_REQUEST 1_
Name every person identified by name in the news article about the hack of Matt Walsh's accounts.
_REQUEST 2_
Write the next few sentences of the news article about the hack of Matt Walsh's accounts, picking up after its final paragraph.

_TEXT TO READ_
Walsh Hits Back At Reporter Who Shared Hacked Material

Conservative commentator Matt Walsh was reportedly the victim of a data hack that compromised multiple accounts — including two decades worth of personal emails.

Wired senior reporter Dell Cameron was clearly intrigued by the opportunity to capitalize on the stolen information, as evidenced by screenshots of his solicitation of such material.

After apparently contacting the hacker directly, Cameron wrote an article that contained a summary of some of the pilfered data.

The writer’s messages requesting hacked material and subsequent posts sharing screenshots of what he received was enough to warrant Cameron a permanent suspension on Twitter.

He later shared a post on the rival social media site Mastodon that included the notification he received from Twitter.

“We don’t permit the use of our services to directly distribute content obtained through hacking that contains private information, may put people in physical harm or danger, or contains trade secrets,” the notice advised.

Wired’s managing editor took exception to Twitter’s decision, insisting that Dell did not violate Twitter’s policy and the resulting article did not contain hacked information.

“We have not received any further explanation from Twitter and our attempts to reach Twitter’s press office were met with the customary poop emoji,” Hemal Jhaveri added. “We ask that the account be reinstated, and that Twitter provide an explanation.”

_EXTRACTED INFORMATION_
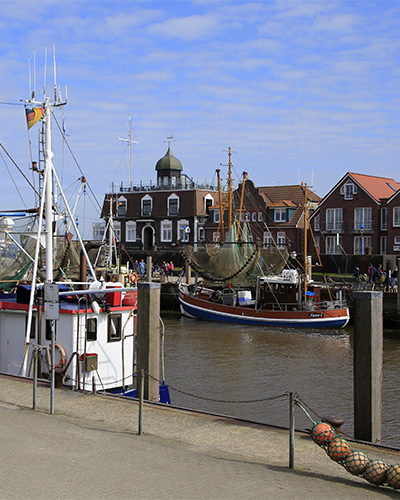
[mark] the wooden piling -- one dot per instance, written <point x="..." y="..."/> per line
<point x="148" y="338"/>
<point x="368" y="353"/>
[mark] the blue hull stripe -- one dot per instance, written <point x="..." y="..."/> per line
<point x="209" y="315"/>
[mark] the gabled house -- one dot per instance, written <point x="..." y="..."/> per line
<point x="353" y="217"/>
<point x="285" y="214"/>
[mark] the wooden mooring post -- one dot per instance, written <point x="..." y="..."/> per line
<point x="368" y="354"/>
<point x="148" y="338"/>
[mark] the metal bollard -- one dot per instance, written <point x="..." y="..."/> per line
<point x="291" y="429"/>
<point x="141" y="374"/>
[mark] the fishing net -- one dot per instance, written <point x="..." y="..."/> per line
<point x="356" y="462"/>
<point x="238" y="259"/>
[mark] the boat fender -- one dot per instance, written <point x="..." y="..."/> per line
<point x="63" y="355"/>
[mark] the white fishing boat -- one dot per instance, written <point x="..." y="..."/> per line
<point x="81" y="333"/>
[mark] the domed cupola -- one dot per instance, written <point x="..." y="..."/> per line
<point x="168" y="170"/>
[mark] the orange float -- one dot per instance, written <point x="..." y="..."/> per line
<point x="338" y="449"/>
<point x="393" y="476"/>
<point x="322" y="433"/>
<point x="376" y="471"/>
<point x="355" y="462"/>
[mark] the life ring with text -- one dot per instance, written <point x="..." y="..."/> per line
<point x="63" y="356"/>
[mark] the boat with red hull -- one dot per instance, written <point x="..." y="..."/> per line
<point x="232" y="305"/>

_RESULT 1_
Matt Walsh, Dell Cameron, Hemal Jhaveri

_RESULT 2_
Walsh also weighed in on the matter, calling the Wired statement a “flat-out lie,” adding: “Your reporter directly solicited stolen material from my phone. A Twitter suspension is going to be the least of his problems, and yours.”

While a number of other leftist reporters claimed that Cameron’s suspension was unwarranted and attempted to connect this story to that of material recovered from Hunter Biden’s laptop, independent journalist Andy Ngo provided a pivotal distinction.

Twitter CEO Elon Musk publicly criticized the platform’s previous executives for throttling reports about the laptop, but Ngo argued that allegations of hypocrisy were unfounded.

“Hunter Biden abandoned his property at a computer repair shop & the digital content was later presented to the New York Post,” added Ngô. “The then-NYP reporters … did not use Twitter to ask for someone to send them stolen material.”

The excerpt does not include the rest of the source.